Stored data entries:
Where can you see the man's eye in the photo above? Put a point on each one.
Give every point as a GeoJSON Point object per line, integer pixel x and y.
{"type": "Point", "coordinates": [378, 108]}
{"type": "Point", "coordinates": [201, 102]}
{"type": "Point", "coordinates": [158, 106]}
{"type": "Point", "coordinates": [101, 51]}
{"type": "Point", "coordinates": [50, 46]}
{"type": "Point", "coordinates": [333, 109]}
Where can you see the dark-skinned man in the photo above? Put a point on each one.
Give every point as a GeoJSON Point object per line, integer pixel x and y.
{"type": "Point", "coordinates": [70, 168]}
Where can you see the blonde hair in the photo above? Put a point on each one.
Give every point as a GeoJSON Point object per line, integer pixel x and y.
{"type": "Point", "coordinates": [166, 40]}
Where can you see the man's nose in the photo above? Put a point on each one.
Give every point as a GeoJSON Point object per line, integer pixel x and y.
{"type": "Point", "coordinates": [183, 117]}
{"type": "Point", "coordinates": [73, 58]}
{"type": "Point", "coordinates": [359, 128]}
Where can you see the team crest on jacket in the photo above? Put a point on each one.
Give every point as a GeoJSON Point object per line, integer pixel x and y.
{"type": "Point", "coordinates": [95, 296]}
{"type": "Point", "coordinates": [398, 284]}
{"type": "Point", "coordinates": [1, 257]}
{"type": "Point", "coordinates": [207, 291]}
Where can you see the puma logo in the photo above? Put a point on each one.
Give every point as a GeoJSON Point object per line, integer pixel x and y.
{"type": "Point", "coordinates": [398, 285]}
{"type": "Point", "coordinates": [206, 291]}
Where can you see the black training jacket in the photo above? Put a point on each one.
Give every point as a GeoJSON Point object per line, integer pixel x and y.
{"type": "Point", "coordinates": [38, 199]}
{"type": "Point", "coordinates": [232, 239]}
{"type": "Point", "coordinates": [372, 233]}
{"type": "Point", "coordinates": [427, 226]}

**Task goal**
Give the lines from the one containing "Where can you see the team" through the last line of the rows above as a JSON list of strings, one string per line, leaving out any blank lines.

**Response**
[
  "Where can you see the team crest on jacket in the photo above? Put a point on each one.",
  "Give every point as a GeoJSON Point object per line, integer pixel x and y.",
  "{\"type\": \"Point\", \"coordinates\": [95, 296]}",
  "{\"type\": \"Point\", \"coordinates\": [398, 284]}",
  "{\"type\": \"Point\", \"coordinates\": [1, 257]}",
  "{\"type\": \"Point\", \"coordinates\": [207, 291]}",
  "Where can you see the puma logo in the photo above? Put a point on each one.",
  "Give every point as a GeoJSON Point object per line, integer pixel x and y.",
  "{\"type\": \"Point\", \"coordinates\": [398, 285]}",
  "{\"type\": \"Point\", \"coordinates\": [206, 291]}",
  "Where can you see the black training jacket in the photo above? Put a point on each one.",
  "Give every point as a GeoJSON Point object per line, integer pixel x and y.",
  "{\"type\": \"Point\", \"coordinates\": [38, 199]}",
  "{\"type\": \"Point\", \"coordinates\": [232, 239]}",
  "{\"type\": \"Point\", \"coordinates\": [372, 233]}",
  "{\"type\": \"Point\", \"coordinates\": [427, 226]}"
]